▶ **The exercise**
Return the rows below without any change, from the line with "of the **dark" to the line with "547], [634, 541]]]", including both of those lines.

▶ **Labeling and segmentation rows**
## Begin

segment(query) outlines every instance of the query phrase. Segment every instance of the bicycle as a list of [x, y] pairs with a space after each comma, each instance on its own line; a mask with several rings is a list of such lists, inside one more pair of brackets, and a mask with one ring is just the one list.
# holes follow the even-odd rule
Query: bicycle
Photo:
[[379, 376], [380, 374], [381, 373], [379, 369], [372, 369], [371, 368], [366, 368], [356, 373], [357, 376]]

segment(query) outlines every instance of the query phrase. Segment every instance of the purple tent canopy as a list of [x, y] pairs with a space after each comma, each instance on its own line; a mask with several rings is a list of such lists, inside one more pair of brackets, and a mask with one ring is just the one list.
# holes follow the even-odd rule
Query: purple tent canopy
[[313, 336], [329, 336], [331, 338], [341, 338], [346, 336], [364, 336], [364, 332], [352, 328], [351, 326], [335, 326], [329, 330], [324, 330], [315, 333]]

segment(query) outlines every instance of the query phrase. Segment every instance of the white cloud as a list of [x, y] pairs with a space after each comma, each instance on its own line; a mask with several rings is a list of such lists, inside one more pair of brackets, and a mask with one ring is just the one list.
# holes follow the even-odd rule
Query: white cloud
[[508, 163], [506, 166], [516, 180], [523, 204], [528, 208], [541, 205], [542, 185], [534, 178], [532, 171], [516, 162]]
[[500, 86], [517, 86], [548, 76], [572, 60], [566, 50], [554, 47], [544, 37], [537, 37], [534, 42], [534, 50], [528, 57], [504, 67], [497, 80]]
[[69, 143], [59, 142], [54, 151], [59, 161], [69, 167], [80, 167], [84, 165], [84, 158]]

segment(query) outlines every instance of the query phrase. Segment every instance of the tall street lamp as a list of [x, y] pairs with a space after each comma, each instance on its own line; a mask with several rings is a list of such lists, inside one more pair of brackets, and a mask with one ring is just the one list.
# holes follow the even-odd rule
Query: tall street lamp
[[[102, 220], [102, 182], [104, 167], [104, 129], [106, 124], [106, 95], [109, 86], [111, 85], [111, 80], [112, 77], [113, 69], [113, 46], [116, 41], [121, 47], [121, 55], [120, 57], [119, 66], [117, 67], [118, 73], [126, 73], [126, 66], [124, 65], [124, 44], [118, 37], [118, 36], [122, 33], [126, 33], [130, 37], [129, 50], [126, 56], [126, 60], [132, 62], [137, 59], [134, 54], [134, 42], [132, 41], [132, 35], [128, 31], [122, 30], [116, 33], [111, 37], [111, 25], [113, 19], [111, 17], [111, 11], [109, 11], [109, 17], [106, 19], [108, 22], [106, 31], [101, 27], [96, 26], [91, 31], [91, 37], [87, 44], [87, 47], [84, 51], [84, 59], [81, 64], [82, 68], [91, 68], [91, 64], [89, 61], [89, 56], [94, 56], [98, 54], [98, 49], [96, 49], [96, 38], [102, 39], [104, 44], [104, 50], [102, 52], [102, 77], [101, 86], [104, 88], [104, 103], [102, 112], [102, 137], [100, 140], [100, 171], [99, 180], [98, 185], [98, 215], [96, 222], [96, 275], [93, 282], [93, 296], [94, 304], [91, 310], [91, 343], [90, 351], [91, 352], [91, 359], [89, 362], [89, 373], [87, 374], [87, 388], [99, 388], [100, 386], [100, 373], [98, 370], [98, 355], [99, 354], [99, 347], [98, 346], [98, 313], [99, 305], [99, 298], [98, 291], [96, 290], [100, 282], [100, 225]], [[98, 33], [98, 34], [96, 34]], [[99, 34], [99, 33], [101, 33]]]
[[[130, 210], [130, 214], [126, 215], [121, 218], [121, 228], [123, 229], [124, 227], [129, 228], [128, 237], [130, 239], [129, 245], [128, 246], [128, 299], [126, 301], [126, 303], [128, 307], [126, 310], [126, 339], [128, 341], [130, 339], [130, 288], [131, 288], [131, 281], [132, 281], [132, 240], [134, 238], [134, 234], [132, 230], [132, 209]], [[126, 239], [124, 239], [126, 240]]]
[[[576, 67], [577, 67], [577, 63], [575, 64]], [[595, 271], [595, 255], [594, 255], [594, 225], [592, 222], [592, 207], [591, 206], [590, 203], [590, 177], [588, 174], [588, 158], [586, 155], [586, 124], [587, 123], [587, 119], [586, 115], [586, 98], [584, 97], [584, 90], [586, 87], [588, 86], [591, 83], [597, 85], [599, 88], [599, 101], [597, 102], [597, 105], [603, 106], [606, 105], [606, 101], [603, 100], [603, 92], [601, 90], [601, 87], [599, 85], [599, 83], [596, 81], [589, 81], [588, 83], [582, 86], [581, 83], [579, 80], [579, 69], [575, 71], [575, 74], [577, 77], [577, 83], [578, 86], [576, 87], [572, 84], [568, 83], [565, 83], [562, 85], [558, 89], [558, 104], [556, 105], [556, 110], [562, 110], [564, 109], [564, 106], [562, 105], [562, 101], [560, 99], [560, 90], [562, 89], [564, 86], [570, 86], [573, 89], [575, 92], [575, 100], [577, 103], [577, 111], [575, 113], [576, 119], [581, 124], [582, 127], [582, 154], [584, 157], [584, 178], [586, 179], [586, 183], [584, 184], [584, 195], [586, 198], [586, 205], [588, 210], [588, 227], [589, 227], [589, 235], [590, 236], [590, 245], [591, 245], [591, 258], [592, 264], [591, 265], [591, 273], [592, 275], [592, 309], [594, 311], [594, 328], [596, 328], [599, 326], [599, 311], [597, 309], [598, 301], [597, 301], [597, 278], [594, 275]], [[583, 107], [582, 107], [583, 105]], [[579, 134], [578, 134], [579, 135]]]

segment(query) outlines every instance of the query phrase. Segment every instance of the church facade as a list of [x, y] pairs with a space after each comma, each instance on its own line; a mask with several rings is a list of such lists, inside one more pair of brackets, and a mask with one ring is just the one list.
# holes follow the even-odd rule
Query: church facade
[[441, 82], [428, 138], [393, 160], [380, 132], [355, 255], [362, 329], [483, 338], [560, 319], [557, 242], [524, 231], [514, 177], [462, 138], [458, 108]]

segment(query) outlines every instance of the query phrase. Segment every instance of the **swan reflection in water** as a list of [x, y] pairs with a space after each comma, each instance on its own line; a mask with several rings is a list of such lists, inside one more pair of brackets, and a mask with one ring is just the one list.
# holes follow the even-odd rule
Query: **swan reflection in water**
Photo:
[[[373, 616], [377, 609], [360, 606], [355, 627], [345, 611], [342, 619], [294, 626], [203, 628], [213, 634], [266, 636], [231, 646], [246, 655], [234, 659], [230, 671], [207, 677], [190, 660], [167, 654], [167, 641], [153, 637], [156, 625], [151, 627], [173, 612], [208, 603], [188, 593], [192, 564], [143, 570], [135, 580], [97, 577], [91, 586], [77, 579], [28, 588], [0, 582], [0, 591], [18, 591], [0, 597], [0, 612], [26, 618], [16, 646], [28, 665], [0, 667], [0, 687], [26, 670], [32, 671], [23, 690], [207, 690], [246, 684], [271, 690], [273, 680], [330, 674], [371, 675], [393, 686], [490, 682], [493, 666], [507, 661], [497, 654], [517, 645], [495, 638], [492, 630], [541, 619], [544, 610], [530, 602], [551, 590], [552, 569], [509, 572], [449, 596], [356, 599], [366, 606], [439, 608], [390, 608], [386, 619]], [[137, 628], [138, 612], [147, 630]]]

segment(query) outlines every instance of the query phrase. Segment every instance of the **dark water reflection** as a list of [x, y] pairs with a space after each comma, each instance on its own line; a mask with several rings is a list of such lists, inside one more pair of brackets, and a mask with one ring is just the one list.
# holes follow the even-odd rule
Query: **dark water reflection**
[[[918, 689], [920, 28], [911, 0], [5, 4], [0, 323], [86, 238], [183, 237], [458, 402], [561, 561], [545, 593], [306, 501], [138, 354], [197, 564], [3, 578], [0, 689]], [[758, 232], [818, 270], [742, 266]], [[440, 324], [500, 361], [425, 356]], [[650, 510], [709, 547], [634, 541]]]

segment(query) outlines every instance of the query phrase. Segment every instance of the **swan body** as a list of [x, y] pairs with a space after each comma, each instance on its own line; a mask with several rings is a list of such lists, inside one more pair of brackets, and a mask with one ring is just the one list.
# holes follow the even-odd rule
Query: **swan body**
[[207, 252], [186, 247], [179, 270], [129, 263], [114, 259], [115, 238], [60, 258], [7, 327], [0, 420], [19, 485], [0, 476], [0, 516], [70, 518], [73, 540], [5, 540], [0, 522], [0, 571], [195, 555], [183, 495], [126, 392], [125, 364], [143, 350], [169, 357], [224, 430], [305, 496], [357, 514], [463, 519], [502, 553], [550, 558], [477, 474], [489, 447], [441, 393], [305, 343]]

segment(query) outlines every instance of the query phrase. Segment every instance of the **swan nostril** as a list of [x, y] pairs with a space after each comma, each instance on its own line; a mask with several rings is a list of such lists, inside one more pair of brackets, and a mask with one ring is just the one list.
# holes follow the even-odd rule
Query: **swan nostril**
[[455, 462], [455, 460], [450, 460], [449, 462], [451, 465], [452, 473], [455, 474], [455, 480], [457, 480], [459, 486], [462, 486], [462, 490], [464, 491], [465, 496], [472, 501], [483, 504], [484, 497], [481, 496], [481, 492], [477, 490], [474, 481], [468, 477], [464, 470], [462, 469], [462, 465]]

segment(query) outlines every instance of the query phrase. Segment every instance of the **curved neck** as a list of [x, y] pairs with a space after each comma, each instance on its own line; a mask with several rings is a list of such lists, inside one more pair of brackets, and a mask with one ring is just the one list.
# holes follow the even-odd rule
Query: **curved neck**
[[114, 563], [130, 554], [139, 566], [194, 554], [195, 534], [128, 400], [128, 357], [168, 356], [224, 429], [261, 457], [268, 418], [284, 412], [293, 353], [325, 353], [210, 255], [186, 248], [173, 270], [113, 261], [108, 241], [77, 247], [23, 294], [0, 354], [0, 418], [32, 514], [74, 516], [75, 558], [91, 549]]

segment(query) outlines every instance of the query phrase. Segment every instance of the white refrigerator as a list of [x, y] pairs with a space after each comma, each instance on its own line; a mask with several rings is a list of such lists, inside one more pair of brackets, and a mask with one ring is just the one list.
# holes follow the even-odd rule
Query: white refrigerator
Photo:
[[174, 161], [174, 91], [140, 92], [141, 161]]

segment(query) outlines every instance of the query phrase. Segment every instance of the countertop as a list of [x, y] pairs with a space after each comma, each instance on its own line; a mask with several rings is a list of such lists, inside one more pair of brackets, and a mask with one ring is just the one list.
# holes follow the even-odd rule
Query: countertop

## End

▶ **Exercise result**
segment(query) outlines every instance of the query phrase. Segment every instance of the **dark water reflection** as a list of [x, y] pairs with a space after each comma, each instance on its own line; a mask with several rings is a list of such lists, inside one more pair of brackets, and a mask with one ring is just the one list.
# holes follow the even-odd rule
Query: **dark water reflection**
[[[918, 689], [920, 28], [911, 0], [5, 4], [0, 323], [86, 238], [183, 237], [458, 402], [561, 561], [545, 593], [306, 501], [138, 354], [197, 564], [3, 578], [0, 689]], [[758, 232], [818, 270], [742, 266]], [[440, 324], [500, 361], [425, 356]], [[650, 510], [709, 547], [634, 541]]]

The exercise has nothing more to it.